▶ [Data for this task]:
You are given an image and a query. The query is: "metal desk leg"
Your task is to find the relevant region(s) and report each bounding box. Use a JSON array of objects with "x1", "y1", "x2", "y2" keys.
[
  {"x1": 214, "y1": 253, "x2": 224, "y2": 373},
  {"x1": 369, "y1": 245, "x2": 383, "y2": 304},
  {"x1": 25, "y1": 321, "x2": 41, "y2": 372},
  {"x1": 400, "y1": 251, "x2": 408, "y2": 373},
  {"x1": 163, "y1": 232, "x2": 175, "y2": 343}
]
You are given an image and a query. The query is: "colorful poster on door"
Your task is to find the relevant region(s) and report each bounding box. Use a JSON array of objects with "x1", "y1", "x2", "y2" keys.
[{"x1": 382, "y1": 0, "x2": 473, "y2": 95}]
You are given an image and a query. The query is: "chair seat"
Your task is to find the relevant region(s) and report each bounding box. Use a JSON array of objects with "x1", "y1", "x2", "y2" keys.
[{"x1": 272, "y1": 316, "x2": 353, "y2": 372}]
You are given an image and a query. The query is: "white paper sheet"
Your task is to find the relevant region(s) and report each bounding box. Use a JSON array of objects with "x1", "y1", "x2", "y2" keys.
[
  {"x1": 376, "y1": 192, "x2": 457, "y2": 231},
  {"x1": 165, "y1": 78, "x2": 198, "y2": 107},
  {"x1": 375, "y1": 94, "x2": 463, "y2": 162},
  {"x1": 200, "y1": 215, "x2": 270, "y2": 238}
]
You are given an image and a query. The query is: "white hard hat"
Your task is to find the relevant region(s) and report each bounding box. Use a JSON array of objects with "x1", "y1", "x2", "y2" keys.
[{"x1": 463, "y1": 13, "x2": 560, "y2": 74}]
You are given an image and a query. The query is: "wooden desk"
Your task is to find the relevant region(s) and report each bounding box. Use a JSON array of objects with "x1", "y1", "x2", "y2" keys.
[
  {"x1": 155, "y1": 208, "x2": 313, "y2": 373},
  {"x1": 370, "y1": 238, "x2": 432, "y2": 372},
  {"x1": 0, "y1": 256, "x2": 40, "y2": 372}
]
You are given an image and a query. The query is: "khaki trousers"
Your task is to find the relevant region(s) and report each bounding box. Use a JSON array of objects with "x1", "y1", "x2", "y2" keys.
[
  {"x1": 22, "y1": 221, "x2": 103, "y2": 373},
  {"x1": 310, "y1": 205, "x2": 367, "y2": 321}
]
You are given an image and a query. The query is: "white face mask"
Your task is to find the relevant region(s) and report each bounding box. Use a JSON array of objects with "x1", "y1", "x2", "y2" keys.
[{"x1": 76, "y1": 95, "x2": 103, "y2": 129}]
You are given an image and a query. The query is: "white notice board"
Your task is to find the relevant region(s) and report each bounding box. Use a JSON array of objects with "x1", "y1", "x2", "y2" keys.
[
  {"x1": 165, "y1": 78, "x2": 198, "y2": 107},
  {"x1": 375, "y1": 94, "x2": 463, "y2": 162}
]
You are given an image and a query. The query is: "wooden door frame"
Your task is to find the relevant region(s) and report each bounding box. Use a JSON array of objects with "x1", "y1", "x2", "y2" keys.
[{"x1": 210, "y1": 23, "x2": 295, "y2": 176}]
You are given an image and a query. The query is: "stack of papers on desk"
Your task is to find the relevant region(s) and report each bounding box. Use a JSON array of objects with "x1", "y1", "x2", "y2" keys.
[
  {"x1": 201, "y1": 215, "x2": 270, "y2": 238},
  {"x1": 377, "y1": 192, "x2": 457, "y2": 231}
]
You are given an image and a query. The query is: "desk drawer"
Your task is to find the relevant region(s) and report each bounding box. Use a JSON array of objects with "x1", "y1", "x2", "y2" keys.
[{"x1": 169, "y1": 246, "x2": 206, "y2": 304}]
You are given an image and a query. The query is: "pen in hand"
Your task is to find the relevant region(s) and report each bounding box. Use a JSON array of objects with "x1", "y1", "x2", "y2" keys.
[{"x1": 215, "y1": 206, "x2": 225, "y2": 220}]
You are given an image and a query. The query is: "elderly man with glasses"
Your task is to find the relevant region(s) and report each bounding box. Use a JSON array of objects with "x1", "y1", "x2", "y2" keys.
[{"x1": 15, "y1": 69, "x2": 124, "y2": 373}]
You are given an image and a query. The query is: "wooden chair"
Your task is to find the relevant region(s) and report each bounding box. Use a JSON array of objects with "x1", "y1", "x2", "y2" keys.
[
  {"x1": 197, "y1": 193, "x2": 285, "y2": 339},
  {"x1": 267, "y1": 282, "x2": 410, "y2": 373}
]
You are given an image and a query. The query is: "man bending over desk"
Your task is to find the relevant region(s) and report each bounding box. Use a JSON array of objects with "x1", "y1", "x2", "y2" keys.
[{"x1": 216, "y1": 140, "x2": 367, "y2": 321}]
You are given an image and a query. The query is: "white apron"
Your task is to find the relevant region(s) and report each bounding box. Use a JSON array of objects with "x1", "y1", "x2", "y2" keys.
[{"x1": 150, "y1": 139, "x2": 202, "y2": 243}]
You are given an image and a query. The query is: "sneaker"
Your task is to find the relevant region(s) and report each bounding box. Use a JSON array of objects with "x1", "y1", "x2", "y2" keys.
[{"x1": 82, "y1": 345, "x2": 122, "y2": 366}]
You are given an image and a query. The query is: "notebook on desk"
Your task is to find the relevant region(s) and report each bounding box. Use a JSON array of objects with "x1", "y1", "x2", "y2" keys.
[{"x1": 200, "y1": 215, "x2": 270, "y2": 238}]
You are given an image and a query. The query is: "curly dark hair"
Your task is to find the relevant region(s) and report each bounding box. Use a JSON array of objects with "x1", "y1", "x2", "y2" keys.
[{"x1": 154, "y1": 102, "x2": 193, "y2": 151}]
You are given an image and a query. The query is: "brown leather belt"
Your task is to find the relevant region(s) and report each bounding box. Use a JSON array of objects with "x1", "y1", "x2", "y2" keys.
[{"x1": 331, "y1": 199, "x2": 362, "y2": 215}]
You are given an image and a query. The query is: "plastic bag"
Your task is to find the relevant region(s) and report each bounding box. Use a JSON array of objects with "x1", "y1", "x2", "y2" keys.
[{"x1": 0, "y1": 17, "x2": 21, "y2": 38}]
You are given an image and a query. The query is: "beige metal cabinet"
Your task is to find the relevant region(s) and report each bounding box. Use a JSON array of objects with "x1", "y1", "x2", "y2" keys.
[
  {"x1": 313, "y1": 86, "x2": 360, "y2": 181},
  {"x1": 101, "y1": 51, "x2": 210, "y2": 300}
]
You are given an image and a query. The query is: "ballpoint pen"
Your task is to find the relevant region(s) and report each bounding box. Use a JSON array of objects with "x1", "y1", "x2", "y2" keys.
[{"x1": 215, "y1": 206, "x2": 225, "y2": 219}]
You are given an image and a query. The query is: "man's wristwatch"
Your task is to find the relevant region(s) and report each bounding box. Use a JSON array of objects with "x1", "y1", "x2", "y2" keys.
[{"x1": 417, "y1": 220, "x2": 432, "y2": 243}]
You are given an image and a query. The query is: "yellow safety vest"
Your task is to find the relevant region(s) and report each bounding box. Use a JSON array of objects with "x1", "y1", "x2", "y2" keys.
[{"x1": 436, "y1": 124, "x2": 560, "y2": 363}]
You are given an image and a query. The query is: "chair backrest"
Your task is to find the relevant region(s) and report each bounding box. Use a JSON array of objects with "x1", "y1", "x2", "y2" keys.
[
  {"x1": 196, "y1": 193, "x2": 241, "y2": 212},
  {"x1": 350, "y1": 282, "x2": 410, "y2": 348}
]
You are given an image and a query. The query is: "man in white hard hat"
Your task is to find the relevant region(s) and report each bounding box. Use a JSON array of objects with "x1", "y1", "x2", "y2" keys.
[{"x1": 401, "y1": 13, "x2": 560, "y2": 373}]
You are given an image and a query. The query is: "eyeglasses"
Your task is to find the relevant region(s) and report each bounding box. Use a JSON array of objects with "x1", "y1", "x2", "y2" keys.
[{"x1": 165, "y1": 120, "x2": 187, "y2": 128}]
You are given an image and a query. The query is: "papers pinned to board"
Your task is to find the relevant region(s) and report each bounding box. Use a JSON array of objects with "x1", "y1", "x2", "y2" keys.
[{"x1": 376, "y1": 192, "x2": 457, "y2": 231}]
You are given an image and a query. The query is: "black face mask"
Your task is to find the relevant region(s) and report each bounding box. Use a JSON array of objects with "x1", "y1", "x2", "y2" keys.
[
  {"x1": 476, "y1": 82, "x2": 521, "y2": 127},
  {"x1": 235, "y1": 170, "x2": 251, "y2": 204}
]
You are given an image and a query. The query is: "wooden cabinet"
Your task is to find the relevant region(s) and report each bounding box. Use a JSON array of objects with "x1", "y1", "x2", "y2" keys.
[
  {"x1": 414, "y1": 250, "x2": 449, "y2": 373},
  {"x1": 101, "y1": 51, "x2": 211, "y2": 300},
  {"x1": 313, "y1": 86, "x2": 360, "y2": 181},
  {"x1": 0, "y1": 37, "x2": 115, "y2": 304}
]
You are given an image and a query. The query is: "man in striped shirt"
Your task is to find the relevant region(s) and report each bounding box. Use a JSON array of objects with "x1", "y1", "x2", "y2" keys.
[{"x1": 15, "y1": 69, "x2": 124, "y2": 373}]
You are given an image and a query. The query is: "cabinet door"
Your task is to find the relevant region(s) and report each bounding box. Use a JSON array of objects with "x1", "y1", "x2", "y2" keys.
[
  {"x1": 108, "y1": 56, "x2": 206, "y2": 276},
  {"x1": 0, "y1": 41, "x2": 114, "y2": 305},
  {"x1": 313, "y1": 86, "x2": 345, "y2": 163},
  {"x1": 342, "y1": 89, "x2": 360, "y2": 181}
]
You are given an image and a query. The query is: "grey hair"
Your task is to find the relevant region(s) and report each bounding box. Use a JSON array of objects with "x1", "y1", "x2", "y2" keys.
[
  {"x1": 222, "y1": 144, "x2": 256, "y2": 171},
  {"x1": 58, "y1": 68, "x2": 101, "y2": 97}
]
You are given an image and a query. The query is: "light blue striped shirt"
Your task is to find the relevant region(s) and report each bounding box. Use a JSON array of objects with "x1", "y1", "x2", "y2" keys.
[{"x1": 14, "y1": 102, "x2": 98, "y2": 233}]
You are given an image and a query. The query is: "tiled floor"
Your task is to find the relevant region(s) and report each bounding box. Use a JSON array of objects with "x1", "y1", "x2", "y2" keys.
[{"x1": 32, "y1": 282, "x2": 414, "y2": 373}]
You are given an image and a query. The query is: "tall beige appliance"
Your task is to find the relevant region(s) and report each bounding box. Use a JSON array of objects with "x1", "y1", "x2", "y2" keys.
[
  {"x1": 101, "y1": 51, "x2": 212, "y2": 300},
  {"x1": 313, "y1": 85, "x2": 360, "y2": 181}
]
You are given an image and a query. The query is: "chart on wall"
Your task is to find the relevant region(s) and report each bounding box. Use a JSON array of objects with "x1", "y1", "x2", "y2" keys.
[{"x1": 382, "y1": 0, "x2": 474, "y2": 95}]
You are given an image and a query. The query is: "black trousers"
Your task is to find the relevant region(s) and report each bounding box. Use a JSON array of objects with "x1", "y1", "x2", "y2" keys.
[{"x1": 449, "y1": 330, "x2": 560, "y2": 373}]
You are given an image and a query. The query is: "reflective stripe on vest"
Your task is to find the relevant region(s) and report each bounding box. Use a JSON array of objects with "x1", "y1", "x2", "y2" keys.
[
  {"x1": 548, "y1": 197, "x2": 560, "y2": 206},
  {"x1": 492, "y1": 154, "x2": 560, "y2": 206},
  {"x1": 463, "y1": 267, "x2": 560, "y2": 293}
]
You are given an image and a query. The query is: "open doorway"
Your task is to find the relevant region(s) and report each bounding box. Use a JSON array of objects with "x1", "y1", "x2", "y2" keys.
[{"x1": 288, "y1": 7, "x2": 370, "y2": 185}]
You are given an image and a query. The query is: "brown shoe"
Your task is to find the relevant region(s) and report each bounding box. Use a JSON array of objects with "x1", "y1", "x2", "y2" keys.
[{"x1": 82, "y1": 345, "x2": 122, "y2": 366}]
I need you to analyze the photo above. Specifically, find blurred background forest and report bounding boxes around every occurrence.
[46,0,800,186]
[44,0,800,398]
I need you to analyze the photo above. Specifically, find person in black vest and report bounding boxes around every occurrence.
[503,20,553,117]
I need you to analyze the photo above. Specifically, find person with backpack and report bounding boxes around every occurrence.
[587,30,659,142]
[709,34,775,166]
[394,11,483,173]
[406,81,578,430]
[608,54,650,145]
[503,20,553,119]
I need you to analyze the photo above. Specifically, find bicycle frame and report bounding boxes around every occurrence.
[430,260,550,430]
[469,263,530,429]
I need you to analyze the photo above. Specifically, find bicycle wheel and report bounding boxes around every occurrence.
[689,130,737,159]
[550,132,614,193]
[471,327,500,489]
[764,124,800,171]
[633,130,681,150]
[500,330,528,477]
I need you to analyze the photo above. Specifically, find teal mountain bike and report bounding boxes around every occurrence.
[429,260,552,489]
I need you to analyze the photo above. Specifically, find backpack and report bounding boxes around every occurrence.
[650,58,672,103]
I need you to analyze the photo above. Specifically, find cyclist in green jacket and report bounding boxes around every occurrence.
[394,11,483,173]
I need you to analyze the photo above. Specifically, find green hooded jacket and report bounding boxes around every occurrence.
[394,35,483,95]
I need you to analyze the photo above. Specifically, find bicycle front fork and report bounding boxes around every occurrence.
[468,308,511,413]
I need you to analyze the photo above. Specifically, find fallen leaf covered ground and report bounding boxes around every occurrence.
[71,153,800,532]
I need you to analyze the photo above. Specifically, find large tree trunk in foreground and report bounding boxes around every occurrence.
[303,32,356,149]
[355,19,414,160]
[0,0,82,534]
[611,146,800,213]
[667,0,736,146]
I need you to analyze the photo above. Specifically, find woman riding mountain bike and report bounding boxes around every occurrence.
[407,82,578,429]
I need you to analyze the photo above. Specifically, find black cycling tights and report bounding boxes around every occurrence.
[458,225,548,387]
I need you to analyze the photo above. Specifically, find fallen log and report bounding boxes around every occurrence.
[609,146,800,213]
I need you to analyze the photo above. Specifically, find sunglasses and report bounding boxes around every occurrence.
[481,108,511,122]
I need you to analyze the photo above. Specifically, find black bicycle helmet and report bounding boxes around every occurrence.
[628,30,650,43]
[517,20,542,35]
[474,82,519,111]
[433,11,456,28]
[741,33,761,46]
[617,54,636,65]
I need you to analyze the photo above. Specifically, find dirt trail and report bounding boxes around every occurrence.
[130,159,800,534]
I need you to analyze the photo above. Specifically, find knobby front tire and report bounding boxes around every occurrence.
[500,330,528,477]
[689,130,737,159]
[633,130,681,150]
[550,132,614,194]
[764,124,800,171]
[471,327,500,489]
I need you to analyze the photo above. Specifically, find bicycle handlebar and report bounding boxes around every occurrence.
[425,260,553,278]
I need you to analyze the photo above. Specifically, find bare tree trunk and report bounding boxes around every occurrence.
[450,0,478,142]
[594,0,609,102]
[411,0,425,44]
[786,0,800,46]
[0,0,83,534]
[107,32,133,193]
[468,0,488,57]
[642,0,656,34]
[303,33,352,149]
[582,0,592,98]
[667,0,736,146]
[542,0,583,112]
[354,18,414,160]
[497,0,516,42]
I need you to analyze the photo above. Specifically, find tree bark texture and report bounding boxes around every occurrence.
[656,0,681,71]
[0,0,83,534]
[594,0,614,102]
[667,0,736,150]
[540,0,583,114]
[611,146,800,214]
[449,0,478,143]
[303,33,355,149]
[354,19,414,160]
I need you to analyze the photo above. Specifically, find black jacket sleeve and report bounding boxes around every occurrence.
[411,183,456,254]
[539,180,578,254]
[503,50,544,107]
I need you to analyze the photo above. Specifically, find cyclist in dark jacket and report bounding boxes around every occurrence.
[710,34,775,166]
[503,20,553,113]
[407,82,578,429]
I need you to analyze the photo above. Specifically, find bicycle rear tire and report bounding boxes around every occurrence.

▶ [The problem]:
Report each line from the records above that contains the word "frame", copying every such line in full.

▶ [Task response]:
You are given an image and a query. The query is: "wooden door frame"
I need you to analyze the photo above. Specifically, find bicycle frame and report bounding boxes around every occurrence.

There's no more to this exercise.